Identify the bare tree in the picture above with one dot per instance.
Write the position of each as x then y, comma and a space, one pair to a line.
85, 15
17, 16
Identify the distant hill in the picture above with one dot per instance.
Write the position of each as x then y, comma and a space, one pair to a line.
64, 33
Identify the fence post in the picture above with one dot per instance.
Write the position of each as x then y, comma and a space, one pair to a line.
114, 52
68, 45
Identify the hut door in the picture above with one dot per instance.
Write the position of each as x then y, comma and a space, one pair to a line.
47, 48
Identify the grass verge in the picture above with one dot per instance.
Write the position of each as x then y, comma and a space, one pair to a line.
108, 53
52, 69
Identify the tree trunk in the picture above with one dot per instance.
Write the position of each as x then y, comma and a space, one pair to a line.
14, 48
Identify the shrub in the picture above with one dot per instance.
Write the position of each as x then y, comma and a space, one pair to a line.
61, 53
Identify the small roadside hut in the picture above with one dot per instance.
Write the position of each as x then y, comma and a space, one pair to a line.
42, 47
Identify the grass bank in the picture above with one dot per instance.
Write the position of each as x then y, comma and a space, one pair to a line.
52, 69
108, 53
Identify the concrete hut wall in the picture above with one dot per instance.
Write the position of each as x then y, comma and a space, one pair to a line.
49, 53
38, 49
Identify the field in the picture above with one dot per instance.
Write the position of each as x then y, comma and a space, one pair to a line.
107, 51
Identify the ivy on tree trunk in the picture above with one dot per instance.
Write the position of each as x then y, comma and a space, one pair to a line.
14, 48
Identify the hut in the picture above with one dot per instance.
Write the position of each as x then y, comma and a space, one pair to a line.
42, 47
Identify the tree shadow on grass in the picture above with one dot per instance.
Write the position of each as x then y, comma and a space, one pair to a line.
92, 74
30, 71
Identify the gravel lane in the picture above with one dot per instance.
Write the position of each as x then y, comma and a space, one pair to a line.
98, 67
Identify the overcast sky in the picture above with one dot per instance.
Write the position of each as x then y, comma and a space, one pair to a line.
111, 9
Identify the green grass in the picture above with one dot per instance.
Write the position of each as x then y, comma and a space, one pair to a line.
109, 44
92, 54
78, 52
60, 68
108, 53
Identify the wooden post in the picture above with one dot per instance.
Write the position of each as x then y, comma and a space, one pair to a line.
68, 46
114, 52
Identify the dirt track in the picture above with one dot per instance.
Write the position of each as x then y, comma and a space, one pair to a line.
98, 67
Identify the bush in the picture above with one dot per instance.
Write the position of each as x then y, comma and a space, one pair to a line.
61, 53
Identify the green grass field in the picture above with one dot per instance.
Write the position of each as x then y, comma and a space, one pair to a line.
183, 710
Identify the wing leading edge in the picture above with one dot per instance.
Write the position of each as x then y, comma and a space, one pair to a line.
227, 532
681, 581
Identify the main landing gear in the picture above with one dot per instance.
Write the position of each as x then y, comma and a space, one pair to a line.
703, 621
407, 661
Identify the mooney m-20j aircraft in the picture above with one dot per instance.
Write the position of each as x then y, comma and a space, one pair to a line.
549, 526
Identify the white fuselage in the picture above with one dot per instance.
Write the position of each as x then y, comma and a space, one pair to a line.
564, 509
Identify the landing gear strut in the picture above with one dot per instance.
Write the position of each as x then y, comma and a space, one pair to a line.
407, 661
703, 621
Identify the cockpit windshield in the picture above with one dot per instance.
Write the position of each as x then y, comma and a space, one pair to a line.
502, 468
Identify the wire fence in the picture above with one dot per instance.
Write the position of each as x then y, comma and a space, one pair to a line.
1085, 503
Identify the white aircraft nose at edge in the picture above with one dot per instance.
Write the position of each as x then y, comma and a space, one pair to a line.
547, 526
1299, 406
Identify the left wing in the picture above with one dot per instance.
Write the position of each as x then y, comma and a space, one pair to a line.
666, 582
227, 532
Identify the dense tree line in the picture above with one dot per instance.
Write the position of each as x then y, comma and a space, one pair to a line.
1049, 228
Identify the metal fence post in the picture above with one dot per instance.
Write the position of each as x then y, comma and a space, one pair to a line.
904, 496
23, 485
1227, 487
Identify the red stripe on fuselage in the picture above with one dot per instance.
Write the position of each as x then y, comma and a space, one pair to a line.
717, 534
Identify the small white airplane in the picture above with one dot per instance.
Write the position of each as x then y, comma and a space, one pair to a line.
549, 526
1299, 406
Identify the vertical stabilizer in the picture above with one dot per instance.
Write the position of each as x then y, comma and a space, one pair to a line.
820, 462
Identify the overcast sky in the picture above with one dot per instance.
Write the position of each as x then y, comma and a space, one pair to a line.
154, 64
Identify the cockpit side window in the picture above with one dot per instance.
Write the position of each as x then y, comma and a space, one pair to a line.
####
# What the task requires:
Among the entries above, the lines between the ones containing "Identify the grass bank" and "Identify the wooden", inclusive, are to be transcribed exactly. No other line is to be given.

# Result of the task:
Identify the grass bank in the picture above with one dot per instance.
Write the position of each as x then y, comma and a space, one pair to a line.
52, 69
108, 53
Identify the concrete hut wall in the picture above with one dot per instance.
Write the position of each as x then y, comma and a space, one pair to a line.
49, 53
38, 49
Identify the field in the picture above with one dot per instance.
Write the position of each as x then y, comma and a space, one pair to a line.
107, 51
Identify the ivy on tree trunk in the picture above with one dot per instance.
Write the position of each as x then y, comma and a space, one pair to a line.
14, 48
Identify the hut in the picture above with one dot per instance.
Write the position of each as x then y, comma and a space, one pair to a line.
42, 47
Identify the tree shadow on grass in the picture above with one dot per instance.
Write the position of each as x then y, comma and a space, one pair to a line.
92, 74
30, 71
Identify the gravel lane in the picture above with one dot per instance.
Write the position of each as x then y, comma and a space, one pair to a line.
98, 67
Identify the overcast sky in the picture above with one dot per instance.
Write the position of each as x then y, comma and a space, one pair to a line.
111, 9
Identify the green grass in the picture above with one dot per instance.
Write the position of each as x then y, comma and a space, one pair to a line.
109, 44
92, 54
78, 52
60, 68
108, 53
Identify the wooden post in the picture above with one dot per instance.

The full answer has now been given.